Exercise description:
Retype the material in full, keeping every word the same.

Named region outline records:
※ ※ ※
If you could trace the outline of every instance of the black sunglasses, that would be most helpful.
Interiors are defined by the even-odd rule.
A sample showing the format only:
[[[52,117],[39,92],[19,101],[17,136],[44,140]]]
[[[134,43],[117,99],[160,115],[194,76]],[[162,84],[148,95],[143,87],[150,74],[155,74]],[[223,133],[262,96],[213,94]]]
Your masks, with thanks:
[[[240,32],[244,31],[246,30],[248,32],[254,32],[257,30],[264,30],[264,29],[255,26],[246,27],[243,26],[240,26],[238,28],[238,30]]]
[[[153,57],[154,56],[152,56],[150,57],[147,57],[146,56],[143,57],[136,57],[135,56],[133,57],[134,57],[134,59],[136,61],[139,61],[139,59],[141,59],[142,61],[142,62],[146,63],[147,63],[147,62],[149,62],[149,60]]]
※ ※ ※
Solved problem:
If you could trace the outline of every instance of the black sunglasses, that would be most helpful.
Interiors are defined by the even-odd rule.
A sample showing the format only:
[[[52,117],[39,92],[19,101],[17,136],[44,140]]]
[[[134,43],[117,99],[160,115],[194,76]],[[162,84],[148,95],[143,87],[150,74],[155,74]],[[223,133],[262,96],[213,94]]]
Your masks, with thanks:
[[[240,32],[244,31],[246,30],[248,32],[254,32],[257,30],[264,30],[264,29],[255,26],[246,27],[243,26],[240,26],[238,28],[238,30]]]
[[[153,57],[154,56],[152,56],[150,57],[147,57],[146,56],[143,57],[136,57],[135,56],[133,57],[134,57],[134,59],[136,61],[139,61],[139,59],[141,59],[142,61],[142,62],[146,63],[147,63],[147,62],[149,62],[149,60]]]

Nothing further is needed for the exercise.